_Selected excerpt_
════════
Prominent Doctor, TED-Talker Charged With Sexually Abusing Patients

Prominent Doctor, TED-Talker Charged With Sexually Abusing Patients
David H. Newman is an emergency room doctor at New York City's Mount Sinai Hospital and an Iraq war veteran. The 45-year-old physician has edited online medical publications, taught at elite medical schools and been featured in the Wall Street Journal and on PBS.

He blogged for the New York Times and the Huffington Post, and wrote a book - "Hippocrates' Shadow: Secrets From the House of Medicine" - exploring "the underbelly of modern medicine and the fraying of the patient-doctor bond." It's jacket describes it as a "new paradigm to rebuild the bridge between physicians and their patients."

This sterling reputation took a sharp turn on Tuesday, when Newman was arrested and charged with sexual abuse in Manhattan Criminal Court, according to his New York City inmate file.

A criminal complaint cited by the New York Times, NBC and the New York Daily News accuse the doctor of drugging, groping and masturbating on a female patient as well as groping another in two separate incidents.

Authorities said a 29-year-old woman called the police on Jan. 12 to recount an assault in Mount Sinai's emergency room between midnight and 2 a.m. that day.

A law enforcement official told the Times under the condition of anonymity that Newman allegedly gave the woman an excess shot of morphine, causing her to partially lose consciousness while Newman fondled her breasts and ejaculated on her.

Afterwards, the woman turned her semen-stained hospital gown over to police.
════════
_Data listing_
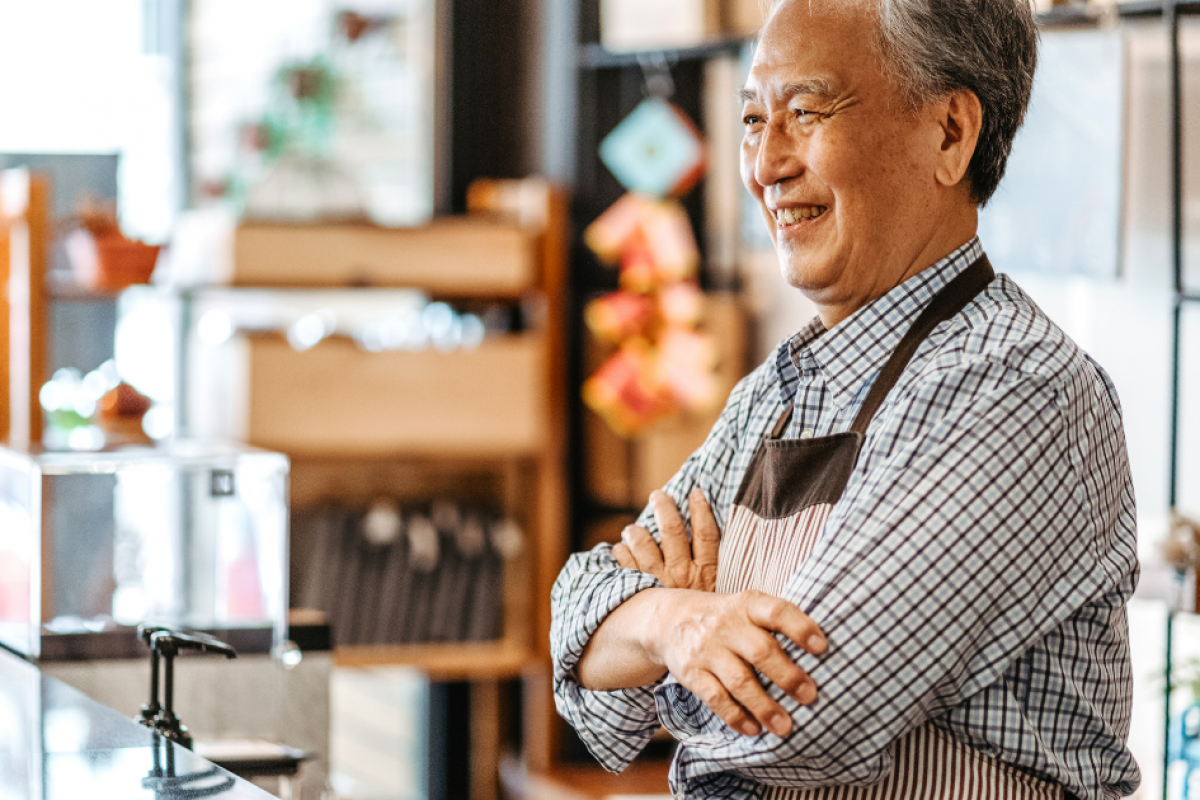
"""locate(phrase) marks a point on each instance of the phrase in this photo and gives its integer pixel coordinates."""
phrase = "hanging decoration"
(663, 362)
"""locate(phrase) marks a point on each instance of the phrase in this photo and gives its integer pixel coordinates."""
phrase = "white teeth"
(791, 216)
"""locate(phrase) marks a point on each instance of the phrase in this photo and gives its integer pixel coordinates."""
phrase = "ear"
(960, 116)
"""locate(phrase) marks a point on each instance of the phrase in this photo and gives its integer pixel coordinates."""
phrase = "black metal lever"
(165, 644)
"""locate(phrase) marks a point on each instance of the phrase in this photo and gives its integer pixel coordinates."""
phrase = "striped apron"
(778, 516)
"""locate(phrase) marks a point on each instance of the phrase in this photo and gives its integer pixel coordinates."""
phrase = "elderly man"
(912, 528)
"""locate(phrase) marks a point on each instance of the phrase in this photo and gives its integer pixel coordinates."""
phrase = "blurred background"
(484, 272)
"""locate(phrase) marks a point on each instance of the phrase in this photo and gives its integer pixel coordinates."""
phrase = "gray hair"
(989, 47)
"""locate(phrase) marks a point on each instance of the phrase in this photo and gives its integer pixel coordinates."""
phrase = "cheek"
(747, 169)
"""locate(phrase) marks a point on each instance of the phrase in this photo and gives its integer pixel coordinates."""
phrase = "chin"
(796, 272)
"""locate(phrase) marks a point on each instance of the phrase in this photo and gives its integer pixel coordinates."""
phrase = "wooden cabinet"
(483, 422)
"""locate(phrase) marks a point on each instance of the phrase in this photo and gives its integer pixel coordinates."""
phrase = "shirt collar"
(857, 347)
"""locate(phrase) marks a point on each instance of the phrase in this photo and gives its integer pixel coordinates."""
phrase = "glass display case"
(185, 533)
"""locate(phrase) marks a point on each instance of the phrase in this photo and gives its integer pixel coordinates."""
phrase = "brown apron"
(778, 516)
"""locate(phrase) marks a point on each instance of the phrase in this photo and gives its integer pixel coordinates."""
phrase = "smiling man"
(912, 528)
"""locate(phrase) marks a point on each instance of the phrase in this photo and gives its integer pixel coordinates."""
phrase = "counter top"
(58, 744)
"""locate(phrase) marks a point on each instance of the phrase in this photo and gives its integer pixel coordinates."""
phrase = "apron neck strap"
(951, 300)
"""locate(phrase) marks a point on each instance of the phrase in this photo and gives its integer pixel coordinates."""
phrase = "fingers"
(779, 615)
(706, 537)
(762, 651)
(676, 547)
(645, 551)
(624, 557)
(706, 686)
(742, 701)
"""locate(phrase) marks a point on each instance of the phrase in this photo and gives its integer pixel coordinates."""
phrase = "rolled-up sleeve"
(616, 726)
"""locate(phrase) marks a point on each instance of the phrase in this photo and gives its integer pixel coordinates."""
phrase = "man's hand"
(678, 563)
(712, 643)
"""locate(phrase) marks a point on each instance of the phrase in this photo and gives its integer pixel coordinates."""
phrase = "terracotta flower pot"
(121, 262)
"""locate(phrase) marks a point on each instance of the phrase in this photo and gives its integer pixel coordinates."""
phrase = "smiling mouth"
(790, 216)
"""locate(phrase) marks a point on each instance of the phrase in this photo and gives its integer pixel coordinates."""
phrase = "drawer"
(455, 256)
(339, 400)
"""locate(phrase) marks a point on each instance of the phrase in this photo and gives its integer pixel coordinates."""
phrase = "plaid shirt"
(975, 571)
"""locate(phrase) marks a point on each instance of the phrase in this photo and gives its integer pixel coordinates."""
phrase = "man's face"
(844, 173)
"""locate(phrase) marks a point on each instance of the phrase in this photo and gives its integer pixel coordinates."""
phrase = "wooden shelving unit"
(485, 425)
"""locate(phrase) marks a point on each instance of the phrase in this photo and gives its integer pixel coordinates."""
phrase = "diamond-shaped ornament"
(655, 150)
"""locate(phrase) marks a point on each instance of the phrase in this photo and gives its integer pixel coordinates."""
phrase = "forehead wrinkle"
(811, 86)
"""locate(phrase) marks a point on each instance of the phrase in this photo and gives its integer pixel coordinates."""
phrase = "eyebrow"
(819, 86)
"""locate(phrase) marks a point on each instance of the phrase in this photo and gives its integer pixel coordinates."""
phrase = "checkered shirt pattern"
(975, 571)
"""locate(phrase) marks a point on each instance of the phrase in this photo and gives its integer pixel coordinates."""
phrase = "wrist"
(654, 620)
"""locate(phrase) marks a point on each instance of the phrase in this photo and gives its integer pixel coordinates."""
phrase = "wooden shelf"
(453, 661)
(595, 56)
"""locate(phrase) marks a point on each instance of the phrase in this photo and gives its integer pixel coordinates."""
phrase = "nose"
(779, 155)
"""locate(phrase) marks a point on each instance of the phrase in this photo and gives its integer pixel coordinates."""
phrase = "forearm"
(618, 655)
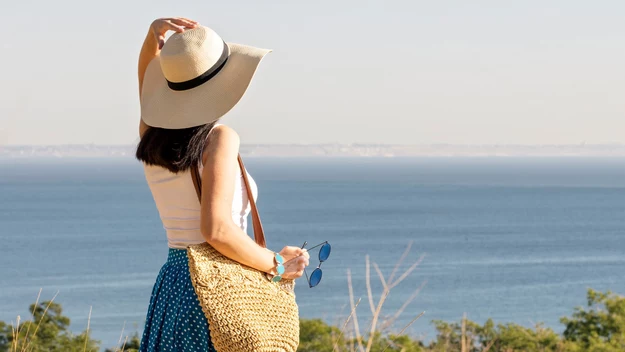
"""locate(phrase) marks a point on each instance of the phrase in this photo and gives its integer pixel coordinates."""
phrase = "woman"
(186, 85)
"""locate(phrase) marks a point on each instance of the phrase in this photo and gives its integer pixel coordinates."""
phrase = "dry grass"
(23, 344)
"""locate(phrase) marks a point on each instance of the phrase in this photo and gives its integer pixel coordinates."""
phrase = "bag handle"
(259, 234)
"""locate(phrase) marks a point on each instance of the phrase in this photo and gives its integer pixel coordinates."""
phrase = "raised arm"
(153, 43)
(220, 171)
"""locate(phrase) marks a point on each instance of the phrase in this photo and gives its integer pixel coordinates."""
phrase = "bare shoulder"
(222, 142)
(224, 134)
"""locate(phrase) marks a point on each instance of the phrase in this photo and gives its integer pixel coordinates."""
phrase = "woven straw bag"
(245, 311)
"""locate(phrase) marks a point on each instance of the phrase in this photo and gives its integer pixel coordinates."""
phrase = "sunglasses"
(324, 253)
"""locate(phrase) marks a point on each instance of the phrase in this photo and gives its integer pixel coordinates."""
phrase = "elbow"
(214, 230)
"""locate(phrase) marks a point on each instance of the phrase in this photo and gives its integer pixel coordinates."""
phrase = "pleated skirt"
(175, 321)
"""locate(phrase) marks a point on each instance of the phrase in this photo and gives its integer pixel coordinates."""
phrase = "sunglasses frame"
(318, 268)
════════
_Problems and tasks_
1. In the news article about the doctor, how old is David H. Newman?
2. Please rewrite the part of the news article that opens with the words "He blogged for" and closes with "two separate incidents.", replacing "Tuesday" with "Wednesday".

_Answers_
1. He is 45 years old.

2.
He blogged for the New York Times and the Huffington Post, and wrote a book - "Hippocrates' Shadow: Secrets From the House of Medicine" - exploring "the underbelly of modern medicine and the fraying of the patient-doctor bond." It's jacket describes it as a "new paradigm to rebuild the bridge between physicians and their patients."

This sterling reputation took a sharp turn on Wednesday, when Newman was arrested and charged with sexual abuse in Manhattan Criminal Court, according to his New York City inmate file.

A criminal complaint cited by the New York Times, NBC and the New York Daily News accuse the doctor of drugging, groping and masturbating on a female patient as well as groping another in two separate incidents.